◆ **About this exercise**: Word for word, quote the lines from the one containing "front bumper with a single marker." to the end of the entries below, including both. Leave pictures out.
[Opening Raw data section]
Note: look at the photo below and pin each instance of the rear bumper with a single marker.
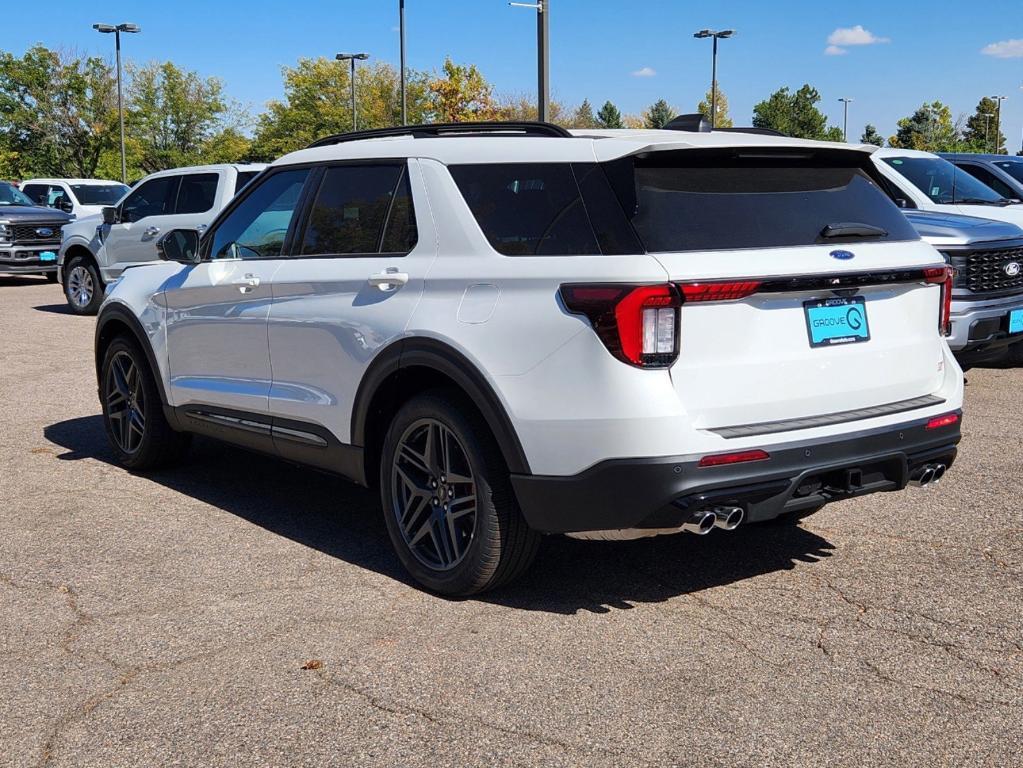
(660, 493)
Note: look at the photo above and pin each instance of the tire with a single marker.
(133, 411)
(486, 541)
(83, 288)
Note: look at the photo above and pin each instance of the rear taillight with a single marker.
(638, 324)
(718, 291)
(943, 277)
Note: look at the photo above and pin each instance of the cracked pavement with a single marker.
(167, 619)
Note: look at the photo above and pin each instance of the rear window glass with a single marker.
(684, 201)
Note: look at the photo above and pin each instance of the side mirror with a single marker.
(179, 245)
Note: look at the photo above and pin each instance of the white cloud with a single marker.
(1005, 49)
(854, 36)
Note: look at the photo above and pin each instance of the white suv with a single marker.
(514, 330)
(97, 249)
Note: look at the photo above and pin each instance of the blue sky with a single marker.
(891, 57)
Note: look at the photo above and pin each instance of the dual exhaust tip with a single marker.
(704, 521)
(924, 476)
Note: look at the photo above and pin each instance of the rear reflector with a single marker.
(718, 291)
(718, 459)
(946, 420)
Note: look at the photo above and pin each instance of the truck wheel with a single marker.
(448, 504)
(83, 288)
(133, 411)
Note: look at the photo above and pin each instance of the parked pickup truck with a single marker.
(30, 235)
(97, 249)
(987, 287)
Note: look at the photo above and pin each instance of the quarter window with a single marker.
(257, 228)
(361, 210)
(197, 193)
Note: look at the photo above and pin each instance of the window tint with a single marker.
(707, 200)
(258, 227)
(154, 197)
(528, 209)
(350, 210)
(243, 178)
(942, 182)
(196, 193)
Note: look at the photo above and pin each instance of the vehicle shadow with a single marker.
(344, 521)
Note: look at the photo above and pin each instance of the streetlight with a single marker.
(542, 55)
(997, 121)
(987, 123)
(401, 28)
(845, 118)
(713, 72)
(106, 29)
(353, 57)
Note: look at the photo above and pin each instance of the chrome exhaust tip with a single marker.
(728, 517)
(701, 524)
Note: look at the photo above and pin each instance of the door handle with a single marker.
(247, 283)
(389, 279)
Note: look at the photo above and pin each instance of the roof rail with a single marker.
(435, 130)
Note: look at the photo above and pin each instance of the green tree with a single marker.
(721, 120)
(57, 114)
(175, 118)
(795, 115)
(462, 94)
(659, 115)
(871, 136)
(609, 117)
(930, 128)
(317, 102)
(979, 135)
(583, 116)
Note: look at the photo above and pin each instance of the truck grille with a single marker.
(988, 271)
(25, 233)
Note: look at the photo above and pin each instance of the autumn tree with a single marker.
(722, 120)
(795, 115)
(610, 117)
(659, 115)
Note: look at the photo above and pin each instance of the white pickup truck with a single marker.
(95, 250)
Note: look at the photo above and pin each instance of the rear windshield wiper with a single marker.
(852, 229)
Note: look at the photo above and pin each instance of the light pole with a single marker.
(845, 118)
(542, 55)
(401, 28)
(721, 35)
(997, 121)
(106, 29)
(353, 57)
(987, 123)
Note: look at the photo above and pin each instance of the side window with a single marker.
(352, 211)
(982, 174)
(196, 193)
(530, 209)
(37, 192)
(258, 226)
(154, 197)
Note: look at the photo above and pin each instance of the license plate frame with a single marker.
(836, 321)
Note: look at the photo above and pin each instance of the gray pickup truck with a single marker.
(30, 235)
(987, 288)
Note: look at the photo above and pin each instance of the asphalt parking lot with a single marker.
(237, 611)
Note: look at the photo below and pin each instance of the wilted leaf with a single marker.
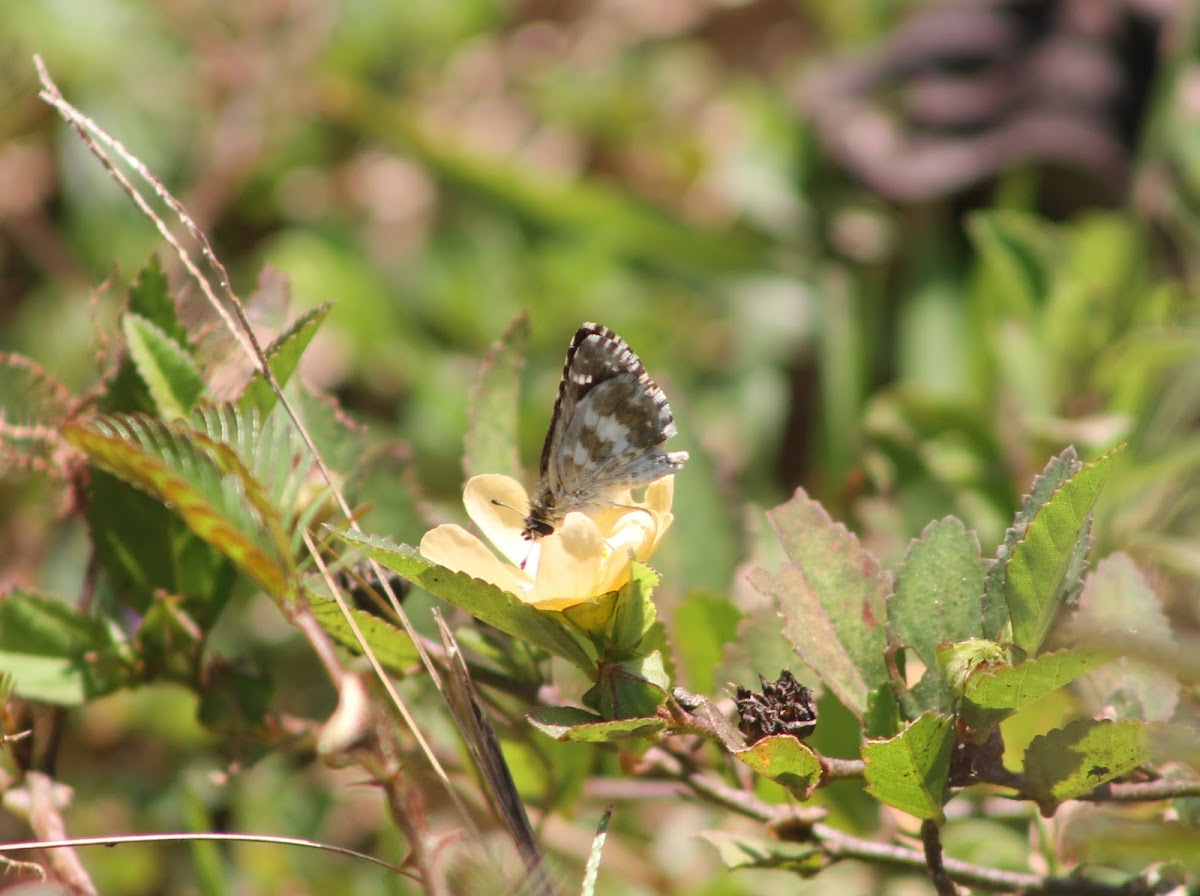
(1073, 761)
(786, 761)
(832, 596)
(217, 498)
(738, 851)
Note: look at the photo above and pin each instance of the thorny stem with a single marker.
(838, 845)
(931, 840)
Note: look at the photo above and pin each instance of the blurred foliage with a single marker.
(767, 220)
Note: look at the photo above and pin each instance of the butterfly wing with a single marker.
(609, 422)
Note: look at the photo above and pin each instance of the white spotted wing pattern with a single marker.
(606, 432)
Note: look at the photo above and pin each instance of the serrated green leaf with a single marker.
(484, 601)
(1060, 469)
(53, 653)
(939, 590)
(269, 453)
(1073, 761)
(630, 689)
(1035, 578)
(169, 373)
(911, 770)
(994, 692)
(832, 597)
(1119, 607)
(149, 299)
(738, 851)
(571, 725)
(785, 761)
(491, 442)
(201, 481)
(618, 621)
(282, 356)
(391, 645)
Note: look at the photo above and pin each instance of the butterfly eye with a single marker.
(543, 528)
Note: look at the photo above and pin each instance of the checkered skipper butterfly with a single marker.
(606, 432)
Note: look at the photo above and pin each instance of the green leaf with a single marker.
(282, 356)
(199, 479)
(832, 596)
(1036, 578)
(1015, 259)
(484, 601)
(1073, 761)
(701, 627)
(53, 653)
(995, 692)
(739, 851)
(568, 723)
(631, 689)
(939, 590)
(911, 770)
(785, 761)
(959, 661)
(1119, 608)
(150, 300)
(618, 621)
(1060, 469)
(168, 371)
(391, 645)
(491, 444)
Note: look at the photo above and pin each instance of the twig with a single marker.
(931, 840)
(838, 845)
(41, 800)
(189, 836)
(244, 334)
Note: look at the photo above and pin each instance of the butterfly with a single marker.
(606, 432)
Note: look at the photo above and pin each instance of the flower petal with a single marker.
(454, 547)
(502, 523)
(569, 564)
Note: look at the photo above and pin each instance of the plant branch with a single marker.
(935, 859)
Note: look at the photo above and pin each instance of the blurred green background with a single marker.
(895, 252)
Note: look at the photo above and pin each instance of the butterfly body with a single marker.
(606, 432)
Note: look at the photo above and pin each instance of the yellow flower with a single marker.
(586, 557)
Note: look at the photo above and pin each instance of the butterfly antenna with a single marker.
(508, 506)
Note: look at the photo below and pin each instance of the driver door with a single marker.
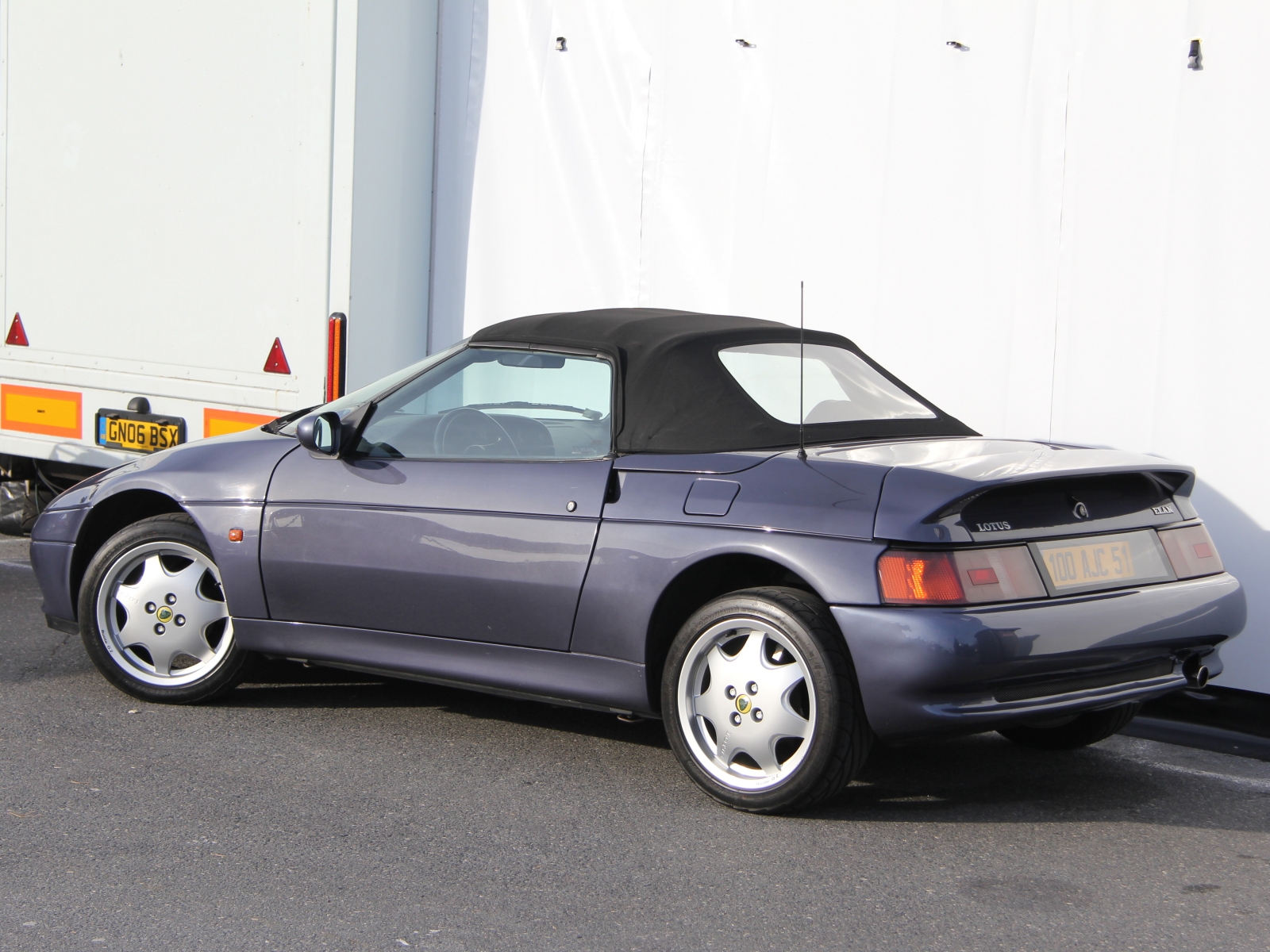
(469, 508)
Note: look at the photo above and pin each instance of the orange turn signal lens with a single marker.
(920, 578)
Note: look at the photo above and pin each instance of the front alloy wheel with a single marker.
(760, 701)
(152, 613)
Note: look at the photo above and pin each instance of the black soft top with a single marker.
(675, 395)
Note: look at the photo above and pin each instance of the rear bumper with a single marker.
(943, 670)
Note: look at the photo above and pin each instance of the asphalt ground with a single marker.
(327, 812)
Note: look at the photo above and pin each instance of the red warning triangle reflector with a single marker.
(17, 333)
(277, 362)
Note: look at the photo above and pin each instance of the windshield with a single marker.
(498, 404)
(838, 386)
(385, 385)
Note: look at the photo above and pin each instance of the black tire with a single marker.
(126, 666)
(1083, 730)
(838, 733)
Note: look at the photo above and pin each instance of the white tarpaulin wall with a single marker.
(1058, 232)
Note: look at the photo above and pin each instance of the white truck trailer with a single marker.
(194, 196)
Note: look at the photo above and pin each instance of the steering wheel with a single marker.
(468, 432)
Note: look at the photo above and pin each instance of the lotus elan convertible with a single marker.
(620, 511)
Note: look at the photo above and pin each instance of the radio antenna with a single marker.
(802, 336)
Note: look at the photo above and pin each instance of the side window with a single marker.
(493, 404)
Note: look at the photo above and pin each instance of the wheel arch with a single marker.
(696, 585)
(108, 517)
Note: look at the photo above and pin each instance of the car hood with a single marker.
(234, 467)
(930, 480)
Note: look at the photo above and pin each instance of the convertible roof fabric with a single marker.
(673, 393)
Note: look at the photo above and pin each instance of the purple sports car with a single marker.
(614, 511)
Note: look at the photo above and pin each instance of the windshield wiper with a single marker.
(522, 404)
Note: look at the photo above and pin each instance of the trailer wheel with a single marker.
(152, 613)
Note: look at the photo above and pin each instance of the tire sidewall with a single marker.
(160, 528)
(822, 673)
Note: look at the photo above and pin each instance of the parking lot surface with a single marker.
(328, 812)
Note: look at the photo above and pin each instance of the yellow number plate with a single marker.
(1104, 562)
(139, 436)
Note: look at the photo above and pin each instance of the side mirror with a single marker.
(321, 433)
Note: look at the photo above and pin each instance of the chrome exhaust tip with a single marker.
(1197, 673)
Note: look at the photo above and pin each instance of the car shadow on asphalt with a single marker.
(982, 778)
(289, 685)
(986, 778)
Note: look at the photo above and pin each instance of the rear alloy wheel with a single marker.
(760, 701)
(1077, 731)
(152, 613)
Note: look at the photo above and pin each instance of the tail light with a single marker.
(337, 340)
(963, 577)
(920, 578)
(1191, 551)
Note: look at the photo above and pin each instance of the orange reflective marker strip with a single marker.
(217, 423)
(51, 413)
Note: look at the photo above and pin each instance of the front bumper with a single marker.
(944, 670)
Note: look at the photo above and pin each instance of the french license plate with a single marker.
(141, 433)
(1103, 562)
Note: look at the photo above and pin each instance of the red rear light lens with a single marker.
(983, 577)
(918, 578)
(1191, 551)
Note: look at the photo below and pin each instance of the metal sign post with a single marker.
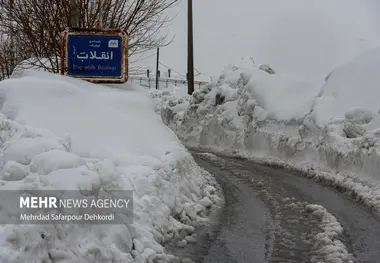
[Closing Raw data section]
◆ **Written solution**:
Note: look at the photo above and pin each instance of the front bumper with a single marker.
(944, 670)
Note: look at the photo above and pin each instance of the french license plate with a single marker.
(141, 433)
(1103, 562)
Note: look at the photo above and pin each instance of the red rear light lens with a single marker.
(983, 577)
(918, 578)
(1191, 551)
Note: look at the photo below and pin each instance of the metal sign post with a single marker.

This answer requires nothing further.